INPUT ::
◆ ◆ ◆ ◆

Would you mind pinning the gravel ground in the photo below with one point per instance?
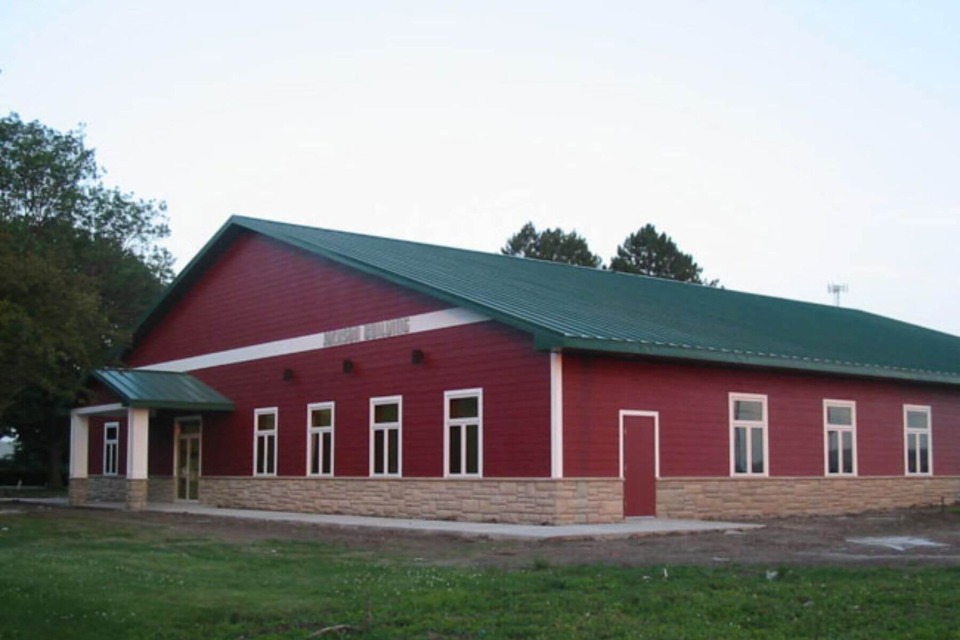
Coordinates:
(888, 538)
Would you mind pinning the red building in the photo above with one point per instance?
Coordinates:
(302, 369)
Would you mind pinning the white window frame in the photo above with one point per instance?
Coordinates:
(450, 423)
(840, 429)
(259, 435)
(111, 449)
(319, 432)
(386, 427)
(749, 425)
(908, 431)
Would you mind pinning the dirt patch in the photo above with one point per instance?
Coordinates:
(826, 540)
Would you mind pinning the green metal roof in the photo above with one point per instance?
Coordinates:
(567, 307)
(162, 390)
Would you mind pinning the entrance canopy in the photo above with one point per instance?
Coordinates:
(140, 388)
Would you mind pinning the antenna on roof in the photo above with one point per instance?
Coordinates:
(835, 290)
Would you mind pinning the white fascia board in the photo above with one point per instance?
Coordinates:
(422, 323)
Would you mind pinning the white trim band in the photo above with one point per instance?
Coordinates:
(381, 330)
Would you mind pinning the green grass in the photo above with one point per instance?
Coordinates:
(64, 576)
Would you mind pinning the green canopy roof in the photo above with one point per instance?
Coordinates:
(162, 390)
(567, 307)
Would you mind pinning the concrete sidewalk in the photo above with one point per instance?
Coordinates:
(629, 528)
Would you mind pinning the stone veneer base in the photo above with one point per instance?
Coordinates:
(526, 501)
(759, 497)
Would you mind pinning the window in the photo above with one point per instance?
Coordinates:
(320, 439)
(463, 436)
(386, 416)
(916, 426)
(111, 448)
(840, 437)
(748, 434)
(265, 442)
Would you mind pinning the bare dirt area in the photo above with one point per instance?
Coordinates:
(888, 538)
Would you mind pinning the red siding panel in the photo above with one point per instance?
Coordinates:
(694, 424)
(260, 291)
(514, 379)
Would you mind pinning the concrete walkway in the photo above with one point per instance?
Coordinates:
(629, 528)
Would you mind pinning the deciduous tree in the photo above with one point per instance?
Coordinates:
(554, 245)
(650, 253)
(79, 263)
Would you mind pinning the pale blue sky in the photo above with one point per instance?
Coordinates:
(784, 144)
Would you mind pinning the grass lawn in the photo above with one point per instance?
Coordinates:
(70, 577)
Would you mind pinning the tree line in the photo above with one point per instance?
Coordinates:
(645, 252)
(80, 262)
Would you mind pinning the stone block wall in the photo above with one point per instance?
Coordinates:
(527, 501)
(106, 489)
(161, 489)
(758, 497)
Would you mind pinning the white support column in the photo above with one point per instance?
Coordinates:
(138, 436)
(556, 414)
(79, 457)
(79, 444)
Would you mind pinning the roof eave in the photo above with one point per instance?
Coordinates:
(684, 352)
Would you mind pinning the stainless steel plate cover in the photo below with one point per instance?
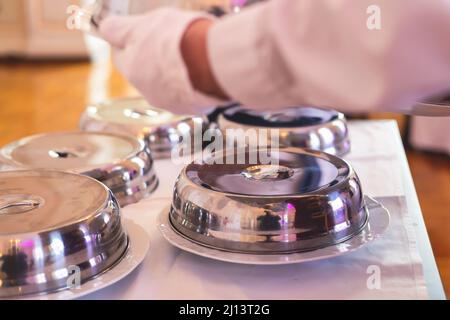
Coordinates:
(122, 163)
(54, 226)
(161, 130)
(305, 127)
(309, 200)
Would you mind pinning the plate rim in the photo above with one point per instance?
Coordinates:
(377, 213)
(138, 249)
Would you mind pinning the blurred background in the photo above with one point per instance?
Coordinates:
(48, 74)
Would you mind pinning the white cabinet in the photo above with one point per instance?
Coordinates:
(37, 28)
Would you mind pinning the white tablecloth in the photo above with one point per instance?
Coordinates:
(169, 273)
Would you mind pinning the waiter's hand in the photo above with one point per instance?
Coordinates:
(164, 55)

◆ ◆ ◆ ◆

DIRECTION ::
Format the stretch of the data from the line containing "Would you mind pinning the waiter's" through the end of the data as a Markdown table. Use the columns Row and Line, numbering each line in order and leaving out any blank lines.

EXERCISE ANSWER ::
| Row | Line |
|---|---|
| 1 | Would you mind pinning the waiter's hand in the photo above with one point per instance? |
| 2 | Coordinates: |
| 3 | (164, 55) |